### [Problem]
Reproduce the entries below, substituting "occurrence" for every occurrence of "instance" and leaving all other wording unchanged.

(Entries from a point labeling set)
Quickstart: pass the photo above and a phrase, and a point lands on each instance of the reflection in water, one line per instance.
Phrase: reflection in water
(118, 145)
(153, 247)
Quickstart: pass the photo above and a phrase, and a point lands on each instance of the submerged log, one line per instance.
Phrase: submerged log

### [The answer]
Quickstart: pass the photo above and a phrase, and a point lands on each occurrence of the reflection in water, one line per occurrence.
Phrase: reflection in water
(118, 145)
(153, 247)
Quickstart: pass the photo above and a phrase, and a point lands on each occurrence of the submerged log, one line per occurrence.
Phrase: submerged log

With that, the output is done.